** DATA EXTRACTS follows **

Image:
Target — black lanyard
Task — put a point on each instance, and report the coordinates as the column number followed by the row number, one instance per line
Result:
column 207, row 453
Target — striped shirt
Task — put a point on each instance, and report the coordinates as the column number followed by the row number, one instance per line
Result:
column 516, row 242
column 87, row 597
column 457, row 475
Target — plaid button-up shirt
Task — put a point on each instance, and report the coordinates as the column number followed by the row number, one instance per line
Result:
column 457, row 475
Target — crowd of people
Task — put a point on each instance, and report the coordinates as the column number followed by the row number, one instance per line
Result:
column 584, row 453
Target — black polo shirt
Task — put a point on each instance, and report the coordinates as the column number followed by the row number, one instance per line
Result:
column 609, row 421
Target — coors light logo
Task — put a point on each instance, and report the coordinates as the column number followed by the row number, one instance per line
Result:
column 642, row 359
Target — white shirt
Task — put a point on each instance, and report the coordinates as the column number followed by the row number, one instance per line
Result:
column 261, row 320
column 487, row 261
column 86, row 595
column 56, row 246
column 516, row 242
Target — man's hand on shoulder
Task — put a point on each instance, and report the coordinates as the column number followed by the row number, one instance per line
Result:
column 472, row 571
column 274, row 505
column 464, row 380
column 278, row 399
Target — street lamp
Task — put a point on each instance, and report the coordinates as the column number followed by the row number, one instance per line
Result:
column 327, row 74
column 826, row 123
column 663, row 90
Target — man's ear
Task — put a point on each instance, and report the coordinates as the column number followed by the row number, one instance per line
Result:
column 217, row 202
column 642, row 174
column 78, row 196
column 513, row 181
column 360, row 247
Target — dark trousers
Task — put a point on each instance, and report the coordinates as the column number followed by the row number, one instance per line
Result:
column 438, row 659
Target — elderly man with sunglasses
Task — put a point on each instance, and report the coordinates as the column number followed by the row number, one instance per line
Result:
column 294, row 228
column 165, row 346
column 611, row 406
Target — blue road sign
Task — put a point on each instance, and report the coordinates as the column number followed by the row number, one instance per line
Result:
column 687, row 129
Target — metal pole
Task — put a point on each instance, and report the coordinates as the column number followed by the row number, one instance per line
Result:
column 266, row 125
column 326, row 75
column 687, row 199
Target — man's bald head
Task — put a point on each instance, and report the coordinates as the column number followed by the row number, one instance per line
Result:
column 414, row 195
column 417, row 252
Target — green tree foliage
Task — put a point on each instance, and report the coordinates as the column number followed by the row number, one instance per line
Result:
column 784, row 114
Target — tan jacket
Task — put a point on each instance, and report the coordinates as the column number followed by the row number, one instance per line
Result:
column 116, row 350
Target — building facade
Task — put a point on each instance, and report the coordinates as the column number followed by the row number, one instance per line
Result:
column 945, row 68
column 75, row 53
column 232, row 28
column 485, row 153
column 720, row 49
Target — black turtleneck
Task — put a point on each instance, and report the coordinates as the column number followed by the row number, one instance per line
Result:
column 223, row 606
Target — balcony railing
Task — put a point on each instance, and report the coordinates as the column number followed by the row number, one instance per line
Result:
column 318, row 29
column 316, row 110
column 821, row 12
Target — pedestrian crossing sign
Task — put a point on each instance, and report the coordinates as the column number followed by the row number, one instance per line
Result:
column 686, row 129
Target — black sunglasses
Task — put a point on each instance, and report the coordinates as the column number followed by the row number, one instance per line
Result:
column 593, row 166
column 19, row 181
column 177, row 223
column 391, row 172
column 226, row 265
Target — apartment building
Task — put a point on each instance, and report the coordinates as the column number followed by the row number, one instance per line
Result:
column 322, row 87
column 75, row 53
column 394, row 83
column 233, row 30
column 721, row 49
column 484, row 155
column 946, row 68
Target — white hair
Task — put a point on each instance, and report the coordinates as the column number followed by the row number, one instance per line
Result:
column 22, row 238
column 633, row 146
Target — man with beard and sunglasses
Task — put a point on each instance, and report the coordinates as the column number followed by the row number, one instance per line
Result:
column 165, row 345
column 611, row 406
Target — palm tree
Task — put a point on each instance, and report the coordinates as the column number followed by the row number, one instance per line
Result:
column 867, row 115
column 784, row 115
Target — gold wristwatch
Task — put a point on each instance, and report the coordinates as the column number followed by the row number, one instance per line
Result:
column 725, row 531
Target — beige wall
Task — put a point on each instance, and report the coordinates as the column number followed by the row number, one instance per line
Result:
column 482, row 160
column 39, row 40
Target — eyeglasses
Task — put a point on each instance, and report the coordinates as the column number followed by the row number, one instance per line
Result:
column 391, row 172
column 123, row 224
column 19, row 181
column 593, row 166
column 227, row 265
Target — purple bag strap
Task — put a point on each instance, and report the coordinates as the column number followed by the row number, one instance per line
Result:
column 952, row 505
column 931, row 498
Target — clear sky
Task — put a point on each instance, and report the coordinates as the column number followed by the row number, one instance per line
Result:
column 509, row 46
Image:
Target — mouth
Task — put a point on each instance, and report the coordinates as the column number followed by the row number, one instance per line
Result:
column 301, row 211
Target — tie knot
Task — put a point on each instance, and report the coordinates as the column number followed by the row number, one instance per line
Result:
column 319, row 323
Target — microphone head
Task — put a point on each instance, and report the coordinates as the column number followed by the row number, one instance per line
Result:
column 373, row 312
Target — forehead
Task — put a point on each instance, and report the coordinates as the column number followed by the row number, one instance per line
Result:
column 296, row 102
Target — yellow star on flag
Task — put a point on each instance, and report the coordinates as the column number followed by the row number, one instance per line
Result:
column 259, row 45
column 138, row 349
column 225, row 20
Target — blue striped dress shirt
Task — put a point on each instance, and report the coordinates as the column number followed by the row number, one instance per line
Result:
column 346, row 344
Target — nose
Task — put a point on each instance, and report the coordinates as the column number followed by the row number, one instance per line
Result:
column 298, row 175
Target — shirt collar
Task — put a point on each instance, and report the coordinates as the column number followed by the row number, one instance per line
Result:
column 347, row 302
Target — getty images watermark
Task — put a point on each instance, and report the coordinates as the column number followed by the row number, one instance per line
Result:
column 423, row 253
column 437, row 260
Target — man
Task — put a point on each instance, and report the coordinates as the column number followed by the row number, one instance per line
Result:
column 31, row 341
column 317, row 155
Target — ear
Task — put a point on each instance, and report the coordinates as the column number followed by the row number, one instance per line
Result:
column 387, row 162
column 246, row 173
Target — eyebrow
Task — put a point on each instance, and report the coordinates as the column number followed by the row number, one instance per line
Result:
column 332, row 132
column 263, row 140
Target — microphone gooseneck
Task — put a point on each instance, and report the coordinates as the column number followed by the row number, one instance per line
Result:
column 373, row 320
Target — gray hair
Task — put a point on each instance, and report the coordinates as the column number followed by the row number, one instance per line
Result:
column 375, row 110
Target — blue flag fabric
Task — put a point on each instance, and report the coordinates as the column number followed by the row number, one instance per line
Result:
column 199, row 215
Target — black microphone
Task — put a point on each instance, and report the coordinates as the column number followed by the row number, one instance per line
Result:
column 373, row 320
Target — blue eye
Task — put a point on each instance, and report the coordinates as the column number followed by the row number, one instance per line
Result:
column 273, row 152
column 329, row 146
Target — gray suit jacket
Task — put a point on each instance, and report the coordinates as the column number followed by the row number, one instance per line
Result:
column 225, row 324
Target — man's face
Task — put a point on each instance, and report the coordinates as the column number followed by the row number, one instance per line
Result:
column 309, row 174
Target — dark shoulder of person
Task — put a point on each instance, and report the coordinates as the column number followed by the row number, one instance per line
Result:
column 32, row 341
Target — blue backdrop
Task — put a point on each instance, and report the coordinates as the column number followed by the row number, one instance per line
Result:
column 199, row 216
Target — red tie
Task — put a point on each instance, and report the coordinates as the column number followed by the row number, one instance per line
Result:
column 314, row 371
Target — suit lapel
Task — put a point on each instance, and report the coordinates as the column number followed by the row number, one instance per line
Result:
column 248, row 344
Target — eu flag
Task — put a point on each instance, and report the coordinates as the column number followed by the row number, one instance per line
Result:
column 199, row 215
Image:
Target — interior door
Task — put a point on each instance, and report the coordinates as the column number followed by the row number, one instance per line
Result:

** End of DATA EXTRACTS **

* _PROBLEM DETAILS_
Using only the data above, copy out the lines that include the word "dark".

* _SOLUTION_
Target — dark trousers
Target — dark shoulder of person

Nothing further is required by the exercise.